>> BEGIN

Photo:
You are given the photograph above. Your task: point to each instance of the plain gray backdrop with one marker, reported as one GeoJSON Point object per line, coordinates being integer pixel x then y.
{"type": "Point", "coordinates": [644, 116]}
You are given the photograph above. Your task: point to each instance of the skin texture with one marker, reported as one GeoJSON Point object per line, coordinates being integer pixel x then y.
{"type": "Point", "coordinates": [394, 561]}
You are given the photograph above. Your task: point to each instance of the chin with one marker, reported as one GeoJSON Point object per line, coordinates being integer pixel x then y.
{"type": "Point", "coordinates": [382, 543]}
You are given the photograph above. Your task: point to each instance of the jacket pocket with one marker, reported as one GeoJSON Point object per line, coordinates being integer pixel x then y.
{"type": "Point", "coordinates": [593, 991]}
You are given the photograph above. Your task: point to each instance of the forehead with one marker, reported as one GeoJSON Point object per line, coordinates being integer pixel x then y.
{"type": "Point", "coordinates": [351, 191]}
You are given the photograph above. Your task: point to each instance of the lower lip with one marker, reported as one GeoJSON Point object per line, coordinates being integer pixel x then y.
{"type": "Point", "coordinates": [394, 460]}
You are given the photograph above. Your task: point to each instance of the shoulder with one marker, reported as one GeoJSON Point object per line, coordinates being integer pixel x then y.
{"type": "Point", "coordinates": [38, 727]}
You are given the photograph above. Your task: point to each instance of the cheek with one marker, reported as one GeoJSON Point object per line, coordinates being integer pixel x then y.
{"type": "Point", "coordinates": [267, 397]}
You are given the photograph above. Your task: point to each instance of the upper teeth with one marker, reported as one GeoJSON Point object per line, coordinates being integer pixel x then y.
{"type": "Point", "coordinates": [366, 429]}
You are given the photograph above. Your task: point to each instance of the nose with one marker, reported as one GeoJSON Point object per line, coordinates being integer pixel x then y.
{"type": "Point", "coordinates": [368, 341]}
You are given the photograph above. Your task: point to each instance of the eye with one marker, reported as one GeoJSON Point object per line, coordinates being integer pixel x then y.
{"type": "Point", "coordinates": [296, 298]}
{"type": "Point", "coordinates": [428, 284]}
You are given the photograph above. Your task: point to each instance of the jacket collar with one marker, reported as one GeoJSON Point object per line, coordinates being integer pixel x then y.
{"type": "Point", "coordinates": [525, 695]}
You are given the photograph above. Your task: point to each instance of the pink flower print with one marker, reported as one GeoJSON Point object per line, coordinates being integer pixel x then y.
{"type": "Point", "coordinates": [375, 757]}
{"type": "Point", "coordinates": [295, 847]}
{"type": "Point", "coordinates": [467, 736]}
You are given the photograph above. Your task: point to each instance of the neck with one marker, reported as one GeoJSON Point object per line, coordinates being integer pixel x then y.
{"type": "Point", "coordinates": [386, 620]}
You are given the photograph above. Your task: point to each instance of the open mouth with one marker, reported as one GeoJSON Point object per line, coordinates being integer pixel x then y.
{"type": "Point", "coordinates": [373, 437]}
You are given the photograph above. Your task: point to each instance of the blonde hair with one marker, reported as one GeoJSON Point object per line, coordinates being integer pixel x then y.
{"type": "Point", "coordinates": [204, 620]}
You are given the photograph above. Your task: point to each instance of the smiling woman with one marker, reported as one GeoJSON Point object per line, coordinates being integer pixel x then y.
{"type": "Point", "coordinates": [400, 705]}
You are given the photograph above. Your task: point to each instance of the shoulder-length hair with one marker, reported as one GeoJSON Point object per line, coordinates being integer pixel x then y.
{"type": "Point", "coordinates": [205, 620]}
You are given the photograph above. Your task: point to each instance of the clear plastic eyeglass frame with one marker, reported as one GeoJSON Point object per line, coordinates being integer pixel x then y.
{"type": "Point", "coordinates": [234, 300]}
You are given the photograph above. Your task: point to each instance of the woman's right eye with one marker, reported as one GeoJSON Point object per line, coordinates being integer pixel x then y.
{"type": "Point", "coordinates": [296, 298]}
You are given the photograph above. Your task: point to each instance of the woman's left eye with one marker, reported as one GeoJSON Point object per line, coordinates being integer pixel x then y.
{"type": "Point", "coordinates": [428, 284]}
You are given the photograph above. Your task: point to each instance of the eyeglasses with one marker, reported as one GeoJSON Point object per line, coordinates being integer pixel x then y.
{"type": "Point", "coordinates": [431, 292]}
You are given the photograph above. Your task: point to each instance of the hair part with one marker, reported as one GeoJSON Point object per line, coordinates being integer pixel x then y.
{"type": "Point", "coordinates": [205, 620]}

>> END

Set problem -
Render the lines above as a JSON list of strings, one per line and skipping blank lines, starting at the line with "of the eyeglasses" and going through the end of the records.

Full output -
[
  "You are given the photograph above. Your task: point to each instance of the eyeglasses with one marker, reported as one GeoJSON Point object per line, coordinates being integer pixel x then y.",
  "{\"type\": \"Point\", \"coordinates\": [431, 292]}",
  "You are given the photograph above. Your task: point to each instance of the hair part with one marker, reported as one GeoJSON Point object per line, coordinates being integer pixel x then y.",
  "{\"type\": \"Point\", \"coordinates\": [205, 620]}"
]